## DIRECTIONS FOR THIS TASK:
Reproduce word for word the part of the student loan article that begins at the words "In 2021, we" and stops after "compared to $14,560).".

+++ PAGE TEXT +++

Older People with Student Loans now Outnumber Younger People by a Wide Margin.
The Gap Widens, Despite Recent Cancellations for Older Borrowers
Awidespread misconception about student loans debt is that it is a young person’s problem. It is generally assumed that most borrowers are able to pay their loan balances down in their young working lives, and typically have finished repaying their loans by their mid-30’s, or perhaps their early 40’s at the latest. People 50 or older who haven’t been able to extinguish their loans are rare, and outliers, conventional wisdom holds. This is completely wrong. In fact, the opposite is true for the vast majority of student loan borrowers.
In 2021, we reported that the number of older people (over the age of 35) with student loans had surpassed the number of younger borrowers (under the age of 35), and that older borrowers owed, on average, far more than younger borrowers, despite having typically borrowed far less.
Today, that gap has widened significantly.
Key Findings:
- There are now 2.1 million more people over the age of 35 with student loans than under the age of 35 (23.7 million vs. 21.6 million), and they owe 160% more on average ($43,680 vs. $27,250).
- The disparity between people over 50 years of age and those under 25 years is even greater, with 9.1 million people over the age of 50 holding the loans vs only 6.8 million people under the age of 25. And on average, the over-50-year-old’s owe a whopping 302% more ($44,000 compared to $14,560).
Interestingly, the gap between older and younger borrowers has increased despite the President’s much-touted loan cancellations (which went largely to people over the age of 35).
Some might suggest that Parent Plus Loans- a relatively new form of federal student loans where parents can borrow to pay for their kid’s college- explain this growth of older borrowers and indebtedness vs. younger borrowers. These loans, however, account for only about 6.7% of all federal student debt ($109.8 Billion over 3.6 million borrowers), comprise only 10% of the debt for the over-35 age group, and these borrowers carry smaller loan balances ($30,500) than the group average, so these borrowers serve to decrease- not increase- the average indebtedness of this age group.
Akey observation: People over the age of 50 typically went to college in the 60’s, 70’s, 80’s, and early 90’s. They borrowed very small amounts compared to today’s students. That they now carry more than triple the loan balances of recent graduates is clear evidence that their loans have increased dramatically from what was originally borrowed, often despite having made payments over the years- even many multiples of what was originally borrowed in many cases. This is a direct result of both bankruptcy protections (called for prominently in the U.S. Constitution), and statutes of limitations having been stripped, uniquely, from the loans.

+++ SUPPLIED MATERIAL +++

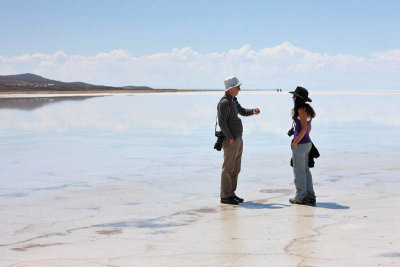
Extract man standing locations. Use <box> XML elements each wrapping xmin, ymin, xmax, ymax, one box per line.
<box><xmin>217</xmin><ymin>77</ymin><xmax>260</xmax><ymax>205</ymax></box>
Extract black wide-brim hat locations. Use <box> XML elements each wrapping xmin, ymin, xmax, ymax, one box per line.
<box><xmin>289</xmin><ymin>86</ymin><xmax>312</xmax><ymax>102</ymax></box>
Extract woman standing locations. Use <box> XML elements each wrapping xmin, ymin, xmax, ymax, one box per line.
<box><xmin>289</xmin><ymin>86</ymin><xmax>316</xmax><ymax>204</ymax></box>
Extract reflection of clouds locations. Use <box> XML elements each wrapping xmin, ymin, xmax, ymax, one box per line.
<box><xmin>0</xmin><ymin>92</ymin><xmax>400</xmax><ymax>134</ymax></box>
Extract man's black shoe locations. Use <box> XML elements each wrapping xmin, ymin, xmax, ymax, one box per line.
<box><xmin>306</xmin><ymin>197</ymin><xmax>317</xmax><ymax>204</ymax></box>
<box><xmin>289</xmin><ymin>198</ymin><xmax>309</xmax><ymax>205</ymax></box>
<box><xmin>233</xmin><ymin>195</ymin><xmax>244</xmax><ymax>203</ymax></box>
<box><xmin>221</xmin><ymin>197</ymin><xmax>240</xmax><ymax>205</ymax></box>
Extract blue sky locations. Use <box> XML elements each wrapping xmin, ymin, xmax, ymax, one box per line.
<box><xmin>0</xmin><ymin>0</ymin><xmax>400</xmax><ymax>89</ymax></box>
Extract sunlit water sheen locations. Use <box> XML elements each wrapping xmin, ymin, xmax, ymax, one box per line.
<box><xmin>0</xmin><ymin>91</ymin><xmax>400</xmax><ymax>197</ymax></box>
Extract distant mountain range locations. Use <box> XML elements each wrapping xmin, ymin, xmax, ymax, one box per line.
<box><xmin>0</xmin><ymin>73</ymin><xmax>153</xmax><ymax>92</ymax></box>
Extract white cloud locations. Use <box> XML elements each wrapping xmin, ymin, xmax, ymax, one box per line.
<box><xmin>0</xmin><ymin>42</ymin><xmax>400</xmax><ymax>89</ymax></box>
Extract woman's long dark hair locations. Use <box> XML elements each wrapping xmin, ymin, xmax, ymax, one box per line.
<box><xmin>292</xmin><ymin>97</ymin><xmax>315</xmax><ymax>120</ymax></box>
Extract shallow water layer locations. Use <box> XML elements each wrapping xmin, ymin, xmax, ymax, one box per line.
<box><xmin>0</xmin><ymin>91</ymin><xmax>400</xmax><ymax>266</ymax></box>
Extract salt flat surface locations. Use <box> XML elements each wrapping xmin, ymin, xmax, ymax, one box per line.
<box><xmin>0</xmin><ymin>92</ymin><xmax>400</xmax><ymax>266</ymax></box>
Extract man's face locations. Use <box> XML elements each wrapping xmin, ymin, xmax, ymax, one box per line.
<box><xmin>231</xmin><ymin>85</ymin><xmax>240</xmax><ymax>97</ymax></box>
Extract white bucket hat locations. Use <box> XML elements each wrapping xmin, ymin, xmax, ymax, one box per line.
<box><xmin>224</xmin><ymin>77</ymin><xmax>242</xmax><ymax>91</ymax></box>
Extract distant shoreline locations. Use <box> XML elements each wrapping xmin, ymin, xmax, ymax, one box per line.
<box><xmin>0</xmin><ymin>89</ymin><xmax>224</xmax><ymax>95</ymax></box>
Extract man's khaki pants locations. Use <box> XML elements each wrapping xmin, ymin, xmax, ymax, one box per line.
<box><xmin>221</xmin><ymin>137</ymin><xmax>243</xmax><ymax>198</ymax></box>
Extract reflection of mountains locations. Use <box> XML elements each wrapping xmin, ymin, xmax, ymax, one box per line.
<box><xmin>0</xmin><ymin>96</ymin><xmax>98</xmax><ymax>110</ymax></box>
<box><xmin>0</xmin><ymin>73</ymin><xmax>153</xmax><ymax>92</ymax></box>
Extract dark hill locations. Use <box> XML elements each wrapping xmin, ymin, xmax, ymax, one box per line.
<box><xmin>0</xmin><ymin>73</ymin><xmax>153</xmax><ymax>92</ymax></box>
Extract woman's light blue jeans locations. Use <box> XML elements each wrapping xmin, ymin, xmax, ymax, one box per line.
<box><xmin>292</xmin><ymin>142</ymin><xmax>315</xmax><ymax>201</ymax></box>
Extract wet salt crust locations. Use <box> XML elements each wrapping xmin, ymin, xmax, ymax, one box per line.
<box><xmin>0</xmin><ymin>91</ymin><xmax>400</xmax><ymax>266</ymax></box>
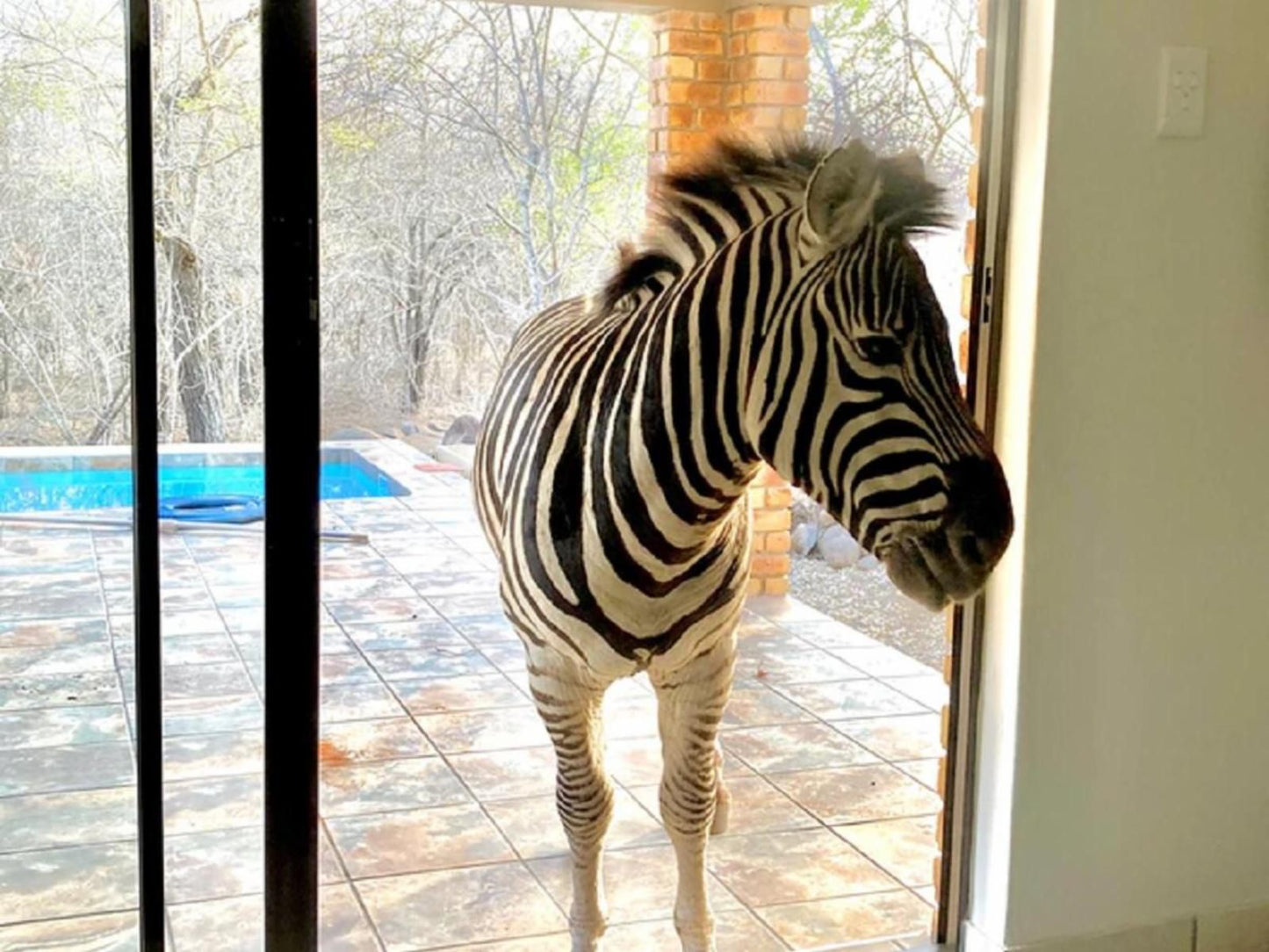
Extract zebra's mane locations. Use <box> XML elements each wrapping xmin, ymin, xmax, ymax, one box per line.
<box><xmin>600</xmin><ymin>134</ymin><xmax>950</xmax><ymax>308</ymax></box>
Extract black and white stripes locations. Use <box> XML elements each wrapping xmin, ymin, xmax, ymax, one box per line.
<box><xmin>473</xmin><ymin>141</ymin><xmax>1012</xmax><ymax>949</ymax></box>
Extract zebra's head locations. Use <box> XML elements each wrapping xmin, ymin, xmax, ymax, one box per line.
<box><xmin>759</xmin><ymin>142</ymin><xmax>1014</xmax><ymax>609</ymax></box>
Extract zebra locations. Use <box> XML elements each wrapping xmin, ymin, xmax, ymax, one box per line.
<box><xmin>472</xmin><ymin>137</ymin><xmax>1013</xmax><ymax>952</ymax></box>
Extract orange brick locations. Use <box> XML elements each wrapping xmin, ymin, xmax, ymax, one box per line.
<box><xmin>659</xmin><ymin>105</ymin><xmax>696</xmax><ymax>129</ymax></box>
<box><xmin>688</xmin><ymin>83</ymin><xmax>722</xmax><ymax>105</ymax></box>
<box><xmin>660</xmin><ymin>56</ymin><xmax>696</xmax><ymax>79</ymax></box>
<box><xmin>661</xmin><ymin>29</ymin><xmax>722</xmax><ymax>56</ymax></box>
<box><xmin>749</xmin><ymin>56</ymin><xmax>784</xmax><ymax>80</ymax></box>
<box><xmin>753</xmin><ymin>509</ymin><xmax>793</xmax><ymax>532</ymax></box>
<box><xmin>656</xmin><ymin>80</ymin><xmax>692</xmax><ymax>105</ymax></box>
<box><xmin>781</xmin><ymin>105</ymin><xmax>806</xmax><ymax>132</ymax></box>
<box><xmin>732</xmin><ymin>29</ymin><xmax>811</xmax><ymax>56</ymax></box>
<box><xmin>696</xmin><ymin>106</ymin><xmax>731</xmax><ymax>129</ymax></box>
<box><xmin>767</xmin><ymin>487</ymin><xmax>793</xmax><ymax>509</ymax></box>
<box><xmin>735</xmin><ymin>105</ymin><xmax>783</xmax><ymax>129</ymax></box>
<box><xmin>669</xmin><ymin>129</ymin><xmax>710</xmax><ymax>154</ymax></box>
<box><xmin>753</xmin><ymin>6</ymin><xmax>788</xmax><ymax>29</ymax></box>
<box><xmin>759</xmin><ymin>532</ymin><xmax>793</xmax><ymax>552</ymax></box>
<box><xmin>653</xmin><ymin>11</ymin><xmax>698</xmax><ymax>29</ymax></box>
<box><xmin>762</xmin><ymin>575</ymin><xmax>790</xmax><ymax>595</ymax></box>
<box><xmin>784</xmin><ymin>57</ymin><xmax>811</xmax><ymax>83</ymax></box>
<box><xmin>696</xmin><ymin>58</ymin><xmax>731</xmax><ymax>83</ymax></box>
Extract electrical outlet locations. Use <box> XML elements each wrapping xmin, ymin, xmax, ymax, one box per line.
<box><xmin>1158</xmin><ymin>46</ymin><xmax>1207</xmax><ymax>137</ymax></box>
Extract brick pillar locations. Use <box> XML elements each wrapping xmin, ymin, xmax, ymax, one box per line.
<box><xmin>647</xmin><ymin>4</ymin><xmax>811</xmax><ymax>595</ymax></box>
<box><xmin>647</xmin><ymin>4</ymin><xmax>811</xmax><ymax>174</ymax></box>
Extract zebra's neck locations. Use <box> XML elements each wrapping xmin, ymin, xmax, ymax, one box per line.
<box><xmin>632</xmin><ymin>201</ymin><xmax>804</xmax><ymax>536</ymax></box>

+++

## ANSWER FOR THE TASK:
In 2021, we reported that the number of older people (over the age of 35) with student loans had surpassed the number of younger borrowers (under the age of 35), and that older borrowers owed, on average, far more than younger borrowers, despite having typically borrowed far less.
Today, that gap has widened significantly.
Key Findings:
- There are now 2.1 million more people over the age of 35 with student loans than under the age of 35 (23.7 million vs. 21.6 million), and they owe 160% more on average ($43,680 vs. $27,250).
- The disparity between people over 50 years of age and those under 25 years is even greater, with 9.1 million people over the age of 50 holding the loans vs only 6.8 million people under the age of 25. And on average, the over-50-year-old’s owe a whopping 302% more ($44,000 compared to $14,560).